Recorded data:
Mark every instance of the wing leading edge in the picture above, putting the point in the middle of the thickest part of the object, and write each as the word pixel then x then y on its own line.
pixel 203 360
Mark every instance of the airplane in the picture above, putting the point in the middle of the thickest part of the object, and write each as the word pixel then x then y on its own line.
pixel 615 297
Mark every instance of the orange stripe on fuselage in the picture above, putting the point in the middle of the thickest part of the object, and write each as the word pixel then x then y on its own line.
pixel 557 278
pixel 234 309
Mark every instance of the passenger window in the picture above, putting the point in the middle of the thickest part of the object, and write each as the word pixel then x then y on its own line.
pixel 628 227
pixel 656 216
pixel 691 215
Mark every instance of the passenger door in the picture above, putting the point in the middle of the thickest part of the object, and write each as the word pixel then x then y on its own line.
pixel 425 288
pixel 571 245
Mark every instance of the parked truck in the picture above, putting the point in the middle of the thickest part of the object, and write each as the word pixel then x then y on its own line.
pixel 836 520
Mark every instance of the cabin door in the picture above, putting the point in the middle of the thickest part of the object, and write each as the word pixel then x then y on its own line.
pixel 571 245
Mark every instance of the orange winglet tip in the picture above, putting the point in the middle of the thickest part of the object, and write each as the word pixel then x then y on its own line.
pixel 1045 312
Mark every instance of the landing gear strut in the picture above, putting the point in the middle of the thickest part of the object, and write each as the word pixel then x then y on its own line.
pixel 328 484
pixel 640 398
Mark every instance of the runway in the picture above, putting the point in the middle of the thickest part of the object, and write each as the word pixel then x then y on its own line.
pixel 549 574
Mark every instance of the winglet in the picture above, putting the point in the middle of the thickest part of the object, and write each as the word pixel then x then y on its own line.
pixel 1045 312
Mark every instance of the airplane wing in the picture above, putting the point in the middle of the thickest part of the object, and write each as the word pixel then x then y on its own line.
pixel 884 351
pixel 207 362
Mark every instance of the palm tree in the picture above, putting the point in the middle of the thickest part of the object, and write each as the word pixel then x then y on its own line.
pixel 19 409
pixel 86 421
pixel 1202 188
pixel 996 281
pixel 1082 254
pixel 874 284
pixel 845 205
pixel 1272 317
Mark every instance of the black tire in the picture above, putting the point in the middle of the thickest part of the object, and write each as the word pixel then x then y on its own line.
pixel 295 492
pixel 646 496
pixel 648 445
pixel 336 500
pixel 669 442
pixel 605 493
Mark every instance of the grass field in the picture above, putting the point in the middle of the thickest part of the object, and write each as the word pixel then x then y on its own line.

PROBLEM DESCRIPTION >> Set out every line above as a Markdown table with two columns, "No." for the row number and "Line" for the text. Leave out any blank lines.

COMPLETE OUTPUT >>
| No. | Line |
|---|---|
| 1 | Mark every instance of the wing leading edge in the picture above, putting the point in the middle of the thickest part of the object, and write each as the word pixel then x then y on its own line. |
| 2 | pixel 203 360 |
| 3 | Mark every instance of the airplane in the picture above, putting the point in the middle of the thickest part of the object, and write each as the word pixel then x then y on its own line. |
| 4 | pixel 615 297 |
| 5 | Mark every instance of the orange stripe on fuselage in the picture above, putting the point in the middle of the thickest part of the object, and write each as the word pixel then x then y on its own line. |
| 6 | pixel 557 278 |
| 7 | pixel 234 309 |
| 8 | Mark every instance of the passenger window in the picture above, putting the point in the middle of the thickest part of the object, and write each as the word pixel then x then y on its own line. |
| 9 | pixel 628 227 |
| 10 | pixel 656 216 |
| 11 | pixel 691 215 |
| 12 | Mark every instance of the passenger door in the picture above, putting the point in the middle of the thickest part of the object, and write each as the word pixel then x then y on its own line. |
| 13 | pixel 425 288 |
| 14 | pixel 571 245 |
| 15 | Mark every instance of the parked truck in the picture above, putting the point in the middle of the thickest part of the object, and write each as the word pixel then x then y on its own line. |
| 16 | pixel 836 520 |
| 17 | Mark every instance of the cabin door in the picture above, putting the point in the middle of the thickest part of the object, and write each as the word pixel then x then y on its own line. |
| 18 | pixel 571 245 |
| 19 | Mark every instance of the orange winglet tip in the picture above, putting the point in the middle of the thickest part of the object, and write each as the word pixel then x then y on its own line. |
| 20 | pixel 1045 312 |
| 21 | Mark every instance of the landing gear strut in the picture above, putting the point in the middle of the thickest part of the object, and write each as the word pixel then x then y on its own line. |
| 22 | pixel 328 484 |
| 23 | pixel 640 398 |
| 24 | Mark every instance of the runway in the picture above, putting the point in the middle of the thickest part of the object, and write each as the word pixel then x then y on its own line. |
| 25 | pixel 549 574 |
| 26 | Mark every instance of the winglet in the picture above, putting the point in the middle of the thickest part of the object, and write each as the word pixel then x then y on its own line. |
| 27 | pixel 1045 312 |
| 28 | Mark every instance of the airplane wing in the picture above, putting the point in the middle of the thickest part of the object, and write each as the word pixel then x then y on its own line. |
| 29 | pixel 884 351 |
| 30 | pixel 207 362 |
| 31 | Mark every instance of the palm tree in the picture above, putting the point in the middle of the thickest part of the object, and write each as the word pixel then x then y on its own line. |
| 32 | pixel 19 409 |
| 33 | pixel 86 421 |
| 34 | pixel 1202 188 |
| 35 | pixel 996 281 |
| 36 | pixel 1082 254 |
| 37 | pixel 874 284 |
| 38 | pixel 845 205 |
| 39 | pixel 1272 317 |
| 40 | Mark every instance of the black tire in the picture above, putting the point in the middle of the thickest part of the object, and write each as the word pixel then x then y on its own line. |
| 41 | pixel 295 492 |
| 42 | pixel 646 496 |
| 43 | pixel 648 445 |
| 44 | pixel 336 500 |
| 45 | pixel 669 442 |
| 46 | pixel 605 493 |
| 47 | Mark every instance of the grass field in the picture above, putting the point in the middle of the thickest part of the object, and write each as the word pixel then x then y on its own line. |